_What the exercise asks_
Write out nothing but the lines from the first line of the entries below through the line with "Tag the boat wheelhouse"; no pictures go in.

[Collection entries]
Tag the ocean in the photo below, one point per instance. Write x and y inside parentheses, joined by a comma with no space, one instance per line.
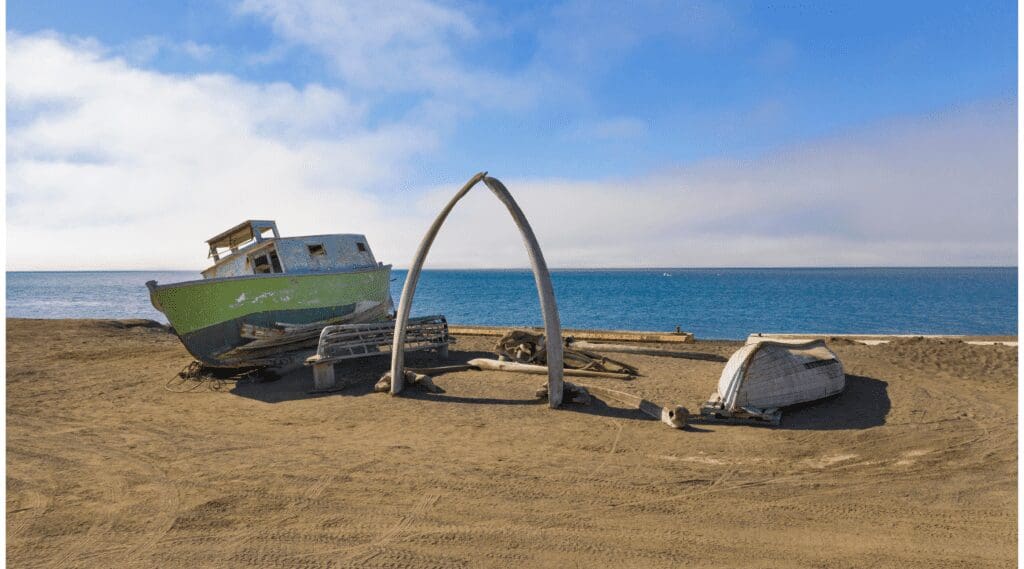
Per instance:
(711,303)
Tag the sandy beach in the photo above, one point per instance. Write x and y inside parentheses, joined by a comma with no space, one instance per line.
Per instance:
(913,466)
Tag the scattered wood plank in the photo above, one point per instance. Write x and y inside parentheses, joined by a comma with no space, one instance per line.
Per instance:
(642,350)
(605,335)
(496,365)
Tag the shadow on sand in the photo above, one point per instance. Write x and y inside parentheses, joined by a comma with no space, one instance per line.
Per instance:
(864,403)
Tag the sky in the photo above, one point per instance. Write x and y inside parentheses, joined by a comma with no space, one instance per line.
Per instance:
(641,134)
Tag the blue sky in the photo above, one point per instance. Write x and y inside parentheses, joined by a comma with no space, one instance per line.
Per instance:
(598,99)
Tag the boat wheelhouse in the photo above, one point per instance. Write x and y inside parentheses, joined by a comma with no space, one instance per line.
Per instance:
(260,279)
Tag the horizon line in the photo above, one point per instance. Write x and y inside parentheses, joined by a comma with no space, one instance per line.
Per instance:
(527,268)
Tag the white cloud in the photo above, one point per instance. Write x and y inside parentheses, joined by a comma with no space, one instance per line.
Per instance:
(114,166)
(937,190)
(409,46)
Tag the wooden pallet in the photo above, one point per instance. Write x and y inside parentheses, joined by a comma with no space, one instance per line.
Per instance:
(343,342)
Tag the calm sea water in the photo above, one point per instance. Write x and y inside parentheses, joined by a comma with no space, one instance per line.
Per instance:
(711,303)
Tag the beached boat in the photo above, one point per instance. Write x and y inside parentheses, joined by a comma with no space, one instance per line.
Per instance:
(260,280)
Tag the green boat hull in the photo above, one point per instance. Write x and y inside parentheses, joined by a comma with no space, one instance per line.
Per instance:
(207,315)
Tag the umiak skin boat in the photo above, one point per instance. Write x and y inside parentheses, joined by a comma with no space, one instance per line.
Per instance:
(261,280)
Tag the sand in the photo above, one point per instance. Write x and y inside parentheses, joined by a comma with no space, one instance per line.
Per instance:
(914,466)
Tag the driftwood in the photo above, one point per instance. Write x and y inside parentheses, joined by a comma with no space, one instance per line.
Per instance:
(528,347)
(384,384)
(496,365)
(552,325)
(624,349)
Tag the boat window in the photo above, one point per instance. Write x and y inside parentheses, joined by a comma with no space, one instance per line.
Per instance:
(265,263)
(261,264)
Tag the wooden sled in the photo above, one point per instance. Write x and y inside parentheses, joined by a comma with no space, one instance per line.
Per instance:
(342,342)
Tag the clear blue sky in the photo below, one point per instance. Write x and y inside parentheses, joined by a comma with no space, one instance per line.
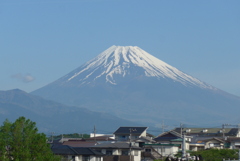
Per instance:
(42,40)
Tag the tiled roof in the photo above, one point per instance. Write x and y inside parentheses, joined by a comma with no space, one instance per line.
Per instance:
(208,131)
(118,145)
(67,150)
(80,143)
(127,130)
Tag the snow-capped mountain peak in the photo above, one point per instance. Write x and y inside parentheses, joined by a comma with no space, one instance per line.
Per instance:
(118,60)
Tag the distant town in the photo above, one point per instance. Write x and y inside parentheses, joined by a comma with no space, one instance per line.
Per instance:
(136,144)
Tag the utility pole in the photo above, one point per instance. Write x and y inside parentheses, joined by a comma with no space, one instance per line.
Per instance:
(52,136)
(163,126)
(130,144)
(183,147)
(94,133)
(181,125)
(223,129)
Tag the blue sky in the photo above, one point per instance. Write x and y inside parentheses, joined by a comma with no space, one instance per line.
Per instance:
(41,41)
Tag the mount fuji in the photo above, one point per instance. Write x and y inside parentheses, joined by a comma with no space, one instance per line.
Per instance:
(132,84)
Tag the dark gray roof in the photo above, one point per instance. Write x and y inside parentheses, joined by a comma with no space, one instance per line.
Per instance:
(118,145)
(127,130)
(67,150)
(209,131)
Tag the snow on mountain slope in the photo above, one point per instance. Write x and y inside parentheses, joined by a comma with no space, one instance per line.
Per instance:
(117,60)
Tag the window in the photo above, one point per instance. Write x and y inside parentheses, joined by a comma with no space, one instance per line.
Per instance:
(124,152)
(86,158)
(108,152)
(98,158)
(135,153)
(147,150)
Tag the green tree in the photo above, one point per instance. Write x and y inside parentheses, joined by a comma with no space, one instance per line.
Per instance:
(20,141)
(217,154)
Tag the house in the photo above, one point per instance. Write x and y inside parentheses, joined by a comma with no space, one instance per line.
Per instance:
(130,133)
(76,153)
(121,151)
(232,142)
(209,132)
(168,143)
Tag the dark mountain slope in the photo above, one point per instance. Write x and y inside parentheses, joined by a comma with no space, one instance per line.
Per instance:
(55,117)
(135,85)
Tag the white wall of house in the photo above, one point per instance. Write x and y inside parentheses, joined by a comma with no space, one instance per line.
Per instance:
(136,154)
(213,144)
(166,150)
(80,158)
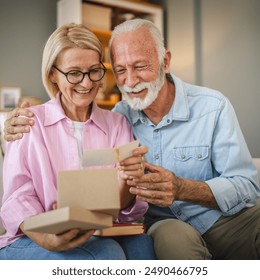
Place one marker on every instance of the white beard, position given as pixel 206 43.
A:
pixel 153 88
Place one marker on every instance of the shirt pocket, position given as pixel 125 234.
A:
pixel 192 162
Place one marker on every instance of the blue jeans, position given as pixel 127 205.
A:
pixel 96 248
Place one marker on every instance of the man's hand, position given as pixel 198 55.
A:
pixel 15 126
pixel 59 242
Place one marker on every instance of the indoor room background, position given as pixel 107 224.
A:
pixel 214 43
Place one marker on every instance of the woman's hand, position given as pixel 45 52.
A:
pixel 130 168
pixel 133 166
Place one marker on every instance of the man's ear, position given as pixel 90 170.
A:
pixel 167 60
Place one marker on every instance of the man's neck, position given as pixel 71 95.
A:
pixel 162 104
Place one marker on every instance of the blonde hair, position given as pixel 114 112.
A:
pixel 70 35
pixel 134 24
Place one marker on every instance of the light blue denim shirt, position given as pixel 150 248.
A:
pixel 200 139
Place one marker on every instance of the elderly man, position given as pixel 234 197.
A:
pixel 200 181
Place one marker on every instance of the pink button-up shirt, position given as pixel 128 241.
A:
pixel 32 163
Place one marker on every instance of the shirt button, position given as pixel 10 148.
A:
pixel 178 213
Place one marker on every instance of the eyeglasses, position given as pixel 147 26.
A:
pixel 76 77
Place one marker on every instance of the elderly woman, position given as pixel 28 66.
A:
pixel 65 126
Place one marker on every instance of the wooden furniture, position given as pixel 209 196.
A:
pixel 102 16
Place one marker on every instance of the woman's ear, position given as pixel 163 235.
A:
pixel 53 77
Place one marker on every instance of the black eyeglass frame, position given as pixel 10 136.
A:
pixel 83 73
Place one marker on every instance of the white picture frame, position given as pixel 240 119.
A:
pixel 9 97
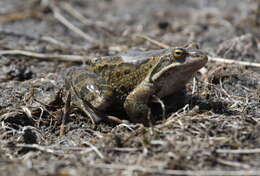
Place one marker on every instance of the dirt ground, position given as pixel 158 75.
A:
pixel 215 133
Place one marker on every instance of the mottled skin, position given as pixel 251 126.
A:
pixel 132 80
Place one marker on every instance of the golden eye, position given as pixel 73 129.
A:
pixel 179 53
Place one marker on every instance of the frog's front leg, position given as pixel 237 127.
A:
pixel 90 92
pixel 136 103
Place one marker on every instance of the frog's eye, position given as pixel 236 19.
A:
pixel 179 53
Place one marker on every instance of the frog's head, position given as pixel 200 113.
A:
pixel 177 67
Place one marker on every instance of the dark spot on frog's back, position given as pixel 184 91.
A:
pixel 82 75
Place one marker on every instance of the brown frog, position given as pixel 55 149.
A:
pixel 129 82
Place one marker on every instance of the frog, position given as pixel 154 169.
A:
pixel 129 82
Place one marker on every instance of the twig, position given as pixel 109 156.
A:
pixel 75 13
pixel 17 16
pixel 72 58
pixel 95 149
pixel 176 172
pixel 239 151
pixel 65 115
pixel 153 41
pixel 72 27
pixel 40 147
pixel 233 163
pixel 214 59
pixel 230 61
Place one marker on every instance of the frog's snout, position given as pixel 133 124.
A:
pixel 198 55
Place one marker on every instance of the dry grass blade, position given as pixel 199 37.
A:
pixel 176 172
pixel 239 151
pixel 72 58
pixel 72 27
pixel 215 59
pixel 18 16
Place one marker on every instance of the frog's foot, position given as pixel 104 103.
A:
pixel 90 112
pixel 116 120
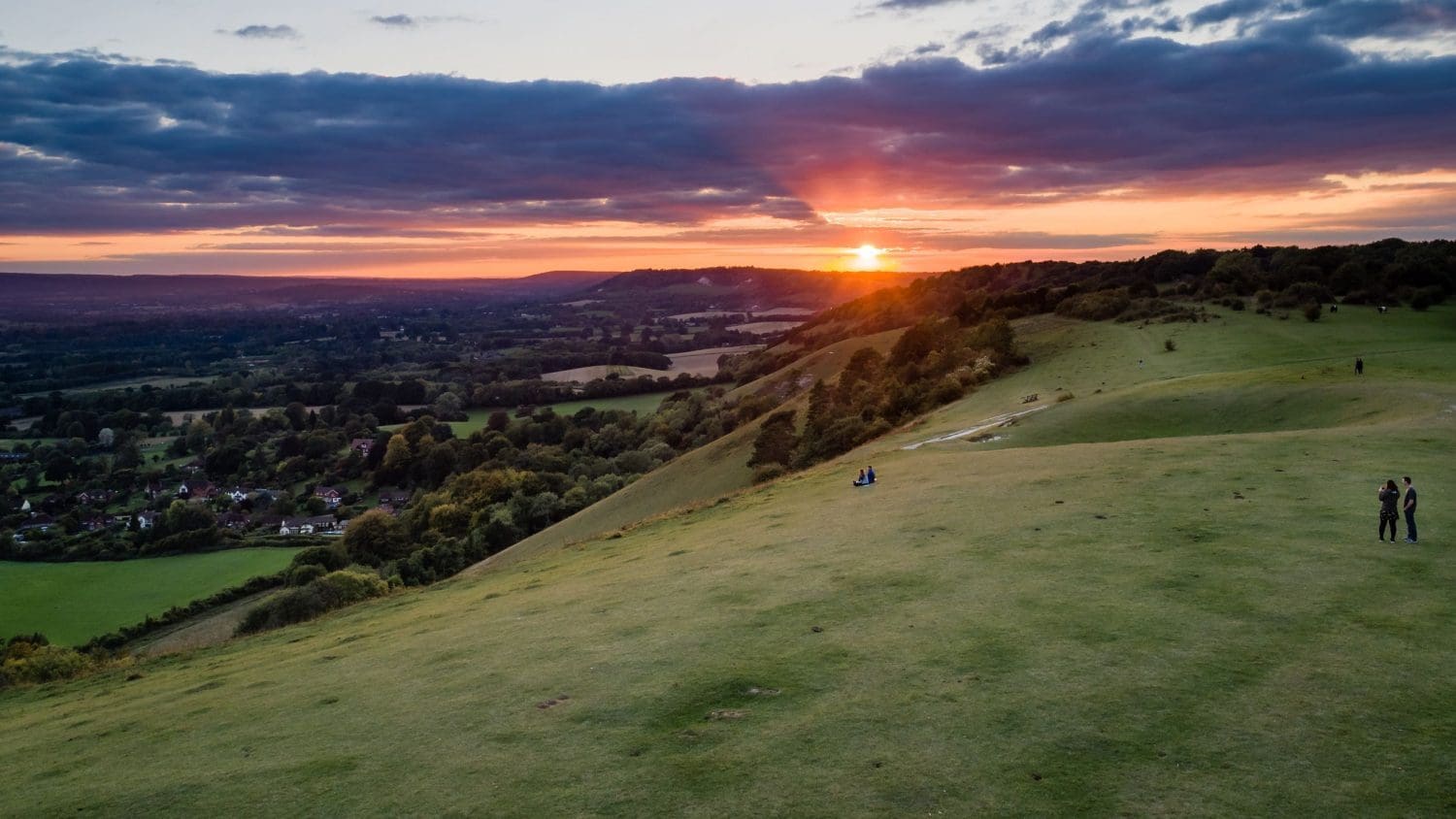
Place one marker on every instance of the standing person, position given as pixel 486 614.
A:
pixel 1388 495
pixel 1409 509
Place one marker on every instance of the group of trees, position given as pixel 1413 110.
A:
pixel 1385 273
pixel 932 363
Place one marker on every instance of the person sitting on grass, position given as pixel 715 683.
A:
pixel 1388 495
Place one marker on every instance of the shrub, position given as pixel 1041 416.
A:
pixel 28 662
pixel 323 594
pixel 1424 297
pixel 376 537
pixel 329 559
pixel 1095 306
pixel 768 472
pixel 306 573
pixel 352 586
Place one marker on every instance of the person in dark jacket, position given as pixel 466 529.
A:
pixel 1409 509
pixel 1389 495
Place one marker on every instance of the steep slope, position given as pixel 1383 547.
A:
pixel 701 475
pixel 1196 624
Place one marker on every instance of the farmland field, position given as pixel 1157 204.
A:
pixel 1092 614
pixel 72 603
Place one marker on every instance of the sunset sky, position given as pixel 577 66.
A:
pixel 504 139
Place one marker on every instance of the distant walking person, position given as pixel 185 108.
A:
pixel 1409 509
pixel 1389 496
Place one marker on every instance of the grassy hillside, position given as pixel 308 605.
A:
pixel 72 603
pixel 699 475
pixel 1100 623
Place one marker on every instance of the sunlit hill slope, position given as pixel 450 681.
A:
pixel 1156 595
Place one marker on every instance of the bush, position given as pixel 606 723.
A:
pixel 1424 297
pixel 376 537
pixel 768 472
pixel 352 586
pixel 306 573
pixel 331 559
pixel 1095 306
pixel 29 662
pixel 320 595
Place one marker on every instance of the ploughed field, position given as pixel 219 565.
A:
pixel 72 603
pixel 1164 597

_Task response_
Tag the ocean in the photo below, one point per instance. Write x and y inside parentheses, joined by a comma with no space, one instance per line.
Per instance:
(711,303)
Tag the sandy beach in the photo above, one point per instance. Write x and y inside parentheses, joined by a comma with no space, one instance per line.
Per instance:
(913,466)
Tag the scattered wood plank in the photo above, one point per instance. Write x and y inside parentheses, joined by a comma with no space, one instance per line.
Per instance:
(642,350)
(605,335)
(496,365)
Tag the shadow on sand in the photo above, one point per instance. Write x and y inside parentheses, joined by a comma with no space, one instance per line.
Per instance:
(864,403)
Tag the sky in the photo above, one point per instance. Write x and y inside parentheses, joined by a comma with no space, one instance per line.
Per instance:
(641,134)
Tag the blue sky in the photo above, one point per instance. Write x and y inside parentheses, joined by a comma with no space, one instance per line.
Per instance:
(598,99)
Tag the boat wheelhouse in the photo above, one point per instance. Write x and y inside parentheses, joined by a comma with no space, one instance per line.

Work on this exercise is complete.